PROMPT >> Can you rewrite the listing from its start down through the line containing "[(331, 206)]", replacing "flow-rate study" with "drainage survey" and leaving everything else unchanged?
========
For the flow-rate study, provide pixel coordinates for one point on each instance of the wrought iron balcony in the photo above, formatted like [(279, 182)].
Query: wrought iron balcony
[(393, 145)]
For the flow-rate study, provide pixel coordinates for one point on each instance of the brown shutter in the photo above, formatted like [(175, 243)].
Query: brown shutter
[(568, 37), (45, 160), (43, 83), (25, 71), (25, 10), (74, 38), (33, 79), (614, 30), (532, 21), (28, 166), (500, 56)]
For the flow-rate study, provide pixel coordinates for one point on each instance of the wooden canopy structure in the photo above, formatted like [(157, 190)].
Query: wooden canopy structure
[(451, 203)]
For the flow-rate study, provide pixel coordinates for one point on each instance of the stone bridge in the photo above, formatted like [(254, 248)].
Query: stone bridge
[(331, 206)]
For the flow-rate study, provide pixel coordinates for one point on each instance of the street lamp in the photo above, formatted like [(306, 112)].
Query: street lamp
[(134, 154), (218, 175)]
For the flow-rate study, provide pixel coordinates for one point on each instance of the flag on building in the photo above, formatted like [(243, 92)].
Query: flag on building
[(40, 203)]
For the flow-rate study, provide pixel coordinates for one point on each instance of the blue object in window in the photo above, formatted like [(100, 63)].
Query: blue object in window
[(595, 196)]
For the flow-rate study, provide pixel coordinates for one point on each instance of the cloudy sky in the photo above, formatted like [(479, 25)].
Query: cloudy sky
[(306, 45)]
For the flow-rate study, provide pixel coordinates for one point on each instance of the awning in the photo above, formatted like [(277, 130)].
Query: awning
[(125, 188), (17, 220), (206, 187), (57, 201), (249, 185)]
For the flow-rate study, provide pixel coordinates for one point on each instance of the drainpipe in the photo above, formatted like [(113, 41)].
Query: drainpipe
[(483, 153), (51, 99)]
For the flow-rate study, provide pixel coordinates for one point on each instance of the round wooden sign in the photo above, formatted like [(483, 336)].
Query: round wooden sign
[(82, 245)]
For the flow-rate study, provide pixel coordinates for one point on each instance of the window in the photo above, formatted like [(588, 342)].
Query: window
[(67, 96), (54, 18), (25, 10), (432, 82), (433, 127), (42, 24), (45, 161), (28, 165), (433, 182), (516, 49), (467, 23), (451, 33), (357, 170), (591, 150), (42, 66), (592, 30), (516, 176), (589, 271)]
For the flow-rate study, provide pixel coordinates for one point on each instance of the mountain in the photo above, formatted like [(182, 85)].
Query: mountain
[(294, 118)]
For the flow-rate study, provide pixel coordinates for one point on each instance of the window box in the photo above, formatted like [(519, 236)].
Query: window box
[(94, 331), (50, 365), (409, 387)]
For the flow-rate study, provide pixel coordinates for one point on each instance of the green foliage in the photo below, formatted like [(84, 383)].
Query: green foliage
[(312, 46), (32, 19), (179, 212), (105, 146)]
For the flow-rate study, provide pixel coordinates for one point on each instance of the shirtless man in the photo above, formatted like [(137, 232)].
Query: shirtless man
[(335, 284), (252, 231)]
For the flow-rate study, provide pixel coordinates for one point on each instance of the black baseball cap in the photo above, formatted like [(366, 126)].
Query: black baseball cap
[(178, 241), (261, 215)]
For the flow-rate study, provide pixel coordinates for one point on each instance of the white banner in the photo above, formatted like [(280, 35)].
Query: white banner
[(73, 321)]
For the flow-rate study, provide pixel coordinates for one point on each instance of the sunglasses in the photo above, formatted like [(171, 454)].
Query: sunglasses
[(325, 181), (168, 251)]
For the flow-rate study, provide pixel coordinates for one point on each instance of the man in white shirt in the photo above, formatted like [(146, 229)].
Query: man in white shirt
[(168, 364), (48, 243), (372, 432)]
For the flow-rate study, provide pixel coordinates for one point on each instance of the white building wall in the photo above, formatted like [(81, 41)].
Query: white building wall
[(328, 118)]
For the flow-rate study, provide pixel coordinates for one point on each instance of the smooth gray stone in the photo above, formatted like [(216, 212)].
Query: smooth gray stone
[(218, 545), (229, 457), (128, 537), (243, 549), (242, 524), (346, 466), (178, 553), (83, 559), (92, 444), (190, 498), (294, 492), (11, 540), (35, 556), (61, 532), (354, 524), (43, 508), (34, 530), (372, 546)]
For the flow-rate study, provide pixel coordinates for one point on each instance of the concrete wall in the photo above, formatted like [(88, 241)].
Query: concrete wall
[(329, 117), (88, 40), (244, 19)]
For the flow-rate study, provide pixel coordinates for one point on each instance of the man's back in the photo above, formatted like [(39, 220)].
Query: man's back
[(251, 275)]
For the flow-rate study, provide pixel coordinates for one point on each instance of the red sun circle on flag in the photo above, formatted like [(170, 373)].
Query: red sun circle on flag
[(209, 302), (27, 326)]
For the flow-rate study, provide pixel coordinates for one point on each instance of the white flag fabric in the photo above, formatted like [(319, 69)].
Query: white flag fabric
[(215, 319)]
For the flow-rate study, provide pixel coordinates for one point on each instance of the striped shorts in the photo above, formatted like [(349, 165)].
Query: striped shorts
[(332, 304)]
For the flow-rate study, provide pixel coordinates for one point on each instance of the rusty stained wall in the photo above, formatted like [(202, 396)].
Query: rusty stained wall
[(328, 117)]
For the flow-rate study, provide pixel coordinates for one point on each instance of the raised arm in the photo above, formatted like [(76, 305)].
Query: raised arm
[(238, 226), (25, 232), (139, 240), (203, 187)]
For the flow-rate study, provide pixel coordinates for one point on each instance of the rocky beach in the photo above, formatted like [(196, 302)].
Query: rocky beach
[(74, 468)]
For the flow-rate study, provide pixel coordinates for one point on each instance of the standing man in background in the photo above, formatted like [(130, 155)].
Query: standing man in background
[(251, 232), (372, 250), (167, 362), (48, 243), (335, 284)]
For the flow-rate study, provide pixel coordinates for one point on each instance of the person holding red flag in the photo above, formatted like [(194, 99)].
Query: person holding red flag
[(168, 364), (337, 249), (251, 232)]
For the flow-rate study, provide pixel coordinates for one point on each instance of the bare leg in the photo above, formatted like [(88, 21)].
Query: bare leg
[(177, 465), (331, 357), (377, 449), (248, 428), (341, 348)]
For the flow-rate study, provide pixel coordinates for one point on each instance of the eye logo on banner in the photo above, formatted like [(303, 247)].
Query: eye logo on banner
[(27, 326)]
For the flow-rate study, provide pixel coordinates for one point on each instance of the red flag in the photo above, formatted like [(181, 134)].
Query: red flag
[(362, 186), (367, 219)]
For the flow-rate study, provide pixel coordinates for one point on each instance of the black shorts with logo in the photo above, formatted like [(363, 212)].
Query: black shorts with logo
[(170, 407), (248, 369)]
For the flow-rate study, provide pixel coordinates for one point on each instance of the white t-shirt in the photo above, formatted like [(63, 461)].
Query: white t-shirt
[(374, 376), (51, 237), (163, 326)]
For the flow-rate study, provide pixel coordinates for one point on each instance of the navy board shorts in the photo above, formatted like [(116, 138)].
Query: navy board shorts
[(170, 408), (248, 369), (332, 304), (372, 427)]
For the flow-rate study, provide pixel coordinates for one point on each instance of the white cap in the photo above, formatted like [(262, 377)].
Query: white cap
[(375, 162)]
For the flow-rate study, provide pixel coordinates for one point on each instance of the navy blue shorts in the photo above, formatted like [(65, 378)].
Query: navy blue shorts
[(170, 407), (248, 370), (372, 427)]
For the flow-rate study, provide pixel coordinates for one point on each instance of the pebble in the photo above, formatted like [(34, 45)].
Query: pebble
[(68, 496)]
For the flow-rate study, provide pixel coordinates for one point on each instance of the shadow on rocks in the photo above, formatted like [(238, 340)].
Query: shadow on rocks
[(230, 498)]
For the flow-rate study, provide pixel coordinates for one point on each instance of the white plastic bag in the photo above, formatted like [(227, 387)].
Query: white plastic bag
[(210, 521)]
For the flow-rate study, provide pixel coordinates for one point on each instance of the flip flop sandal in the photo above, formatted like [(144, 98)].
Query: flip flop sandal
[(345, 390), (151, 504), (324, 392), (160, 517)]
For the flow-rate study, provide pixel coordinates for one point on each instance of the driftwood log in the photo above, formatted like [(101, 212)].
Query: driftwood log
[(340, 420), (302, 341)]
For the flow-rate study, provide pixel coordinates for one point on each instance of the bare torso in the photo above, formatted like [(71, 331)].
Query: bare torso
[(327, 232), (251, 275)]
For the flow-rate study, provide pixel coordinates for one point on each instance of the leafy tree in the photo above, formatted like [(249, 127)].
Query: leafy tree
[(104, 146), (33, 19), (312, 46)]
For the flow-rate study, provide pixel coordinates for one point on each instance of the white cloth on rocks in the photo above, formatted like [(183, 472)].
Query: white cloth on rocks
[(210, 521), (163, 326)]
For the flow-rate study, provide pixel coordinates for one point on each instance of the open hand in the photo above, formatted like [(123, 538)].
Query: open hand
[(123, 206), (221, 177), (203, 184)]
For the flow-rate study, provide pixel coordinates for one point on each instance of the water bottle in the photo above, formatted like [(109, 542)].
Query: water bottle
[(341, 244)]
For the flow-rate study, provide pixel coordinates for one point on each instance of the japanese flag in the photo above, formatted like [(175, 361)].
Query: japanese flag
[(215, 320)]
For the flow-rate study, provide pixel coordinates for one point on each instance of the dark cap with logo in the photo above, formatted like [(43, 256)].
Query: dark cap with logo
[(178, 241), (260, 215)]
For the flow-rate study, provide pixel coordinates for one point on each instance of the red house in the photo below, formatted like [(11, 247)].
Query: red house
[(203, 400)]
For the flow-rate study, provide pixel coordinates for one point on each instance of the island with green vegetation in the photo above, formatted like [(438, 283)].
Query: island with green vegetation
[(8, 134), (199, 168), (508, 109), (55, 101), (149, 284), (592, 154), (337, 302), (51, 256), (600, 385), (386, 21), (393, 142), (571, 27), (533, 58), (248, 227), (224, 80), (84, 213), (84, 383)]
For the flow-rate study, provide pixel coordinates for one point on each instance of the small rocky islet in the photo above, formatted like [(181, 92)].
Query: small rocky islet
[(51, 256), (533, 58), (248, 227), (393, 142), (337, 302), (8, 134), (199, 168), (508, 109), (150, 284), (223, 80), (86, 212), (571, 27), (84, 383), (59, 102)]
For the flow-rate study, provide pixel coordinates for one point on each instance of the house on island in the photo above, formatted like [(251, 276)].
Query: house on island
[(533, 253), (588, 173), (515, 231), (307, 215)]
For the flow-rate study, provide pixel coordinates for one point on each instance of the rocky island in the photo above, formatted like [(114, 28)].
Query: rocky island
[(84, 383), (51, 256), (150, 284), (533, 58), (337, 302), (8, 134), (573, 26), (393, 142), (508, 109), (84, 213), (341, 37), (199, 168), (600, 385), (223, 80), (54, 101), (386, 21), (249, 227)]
========
THE COMPLETED TASK >>
For the drainage survey, provide pixel coordinates for one point on each instance of the wrought iron balcony in the photo above, formatted like [(279, 182)].
Query: wrought iron balcony
[(393, 145)]
For the drainage survey, provide pixel coordinates for one point on each instance of the brown shutter in the photo above, formatted like [(175, 243)].
Query: brown shutter
[(568, 37), (45, 160), (43, 83), (25, 71), (25, 10), (74, 38), (33, 79), (614, 30), (532, 21), (28, 166), (500, 56)]
For the drainage survey, provide pixel coordinates for one point on each instance of the wooden canopy structure in the photo above, formatted like [(157, 190)].
Query: wooden canopy structure
[(451, 203)]
For the drainage survey, provide pixel coordinates for one point on each instance of the stone bridge in the photo above, formatted like [(254, 248)].
Query: stone bridge
[(331, 206)]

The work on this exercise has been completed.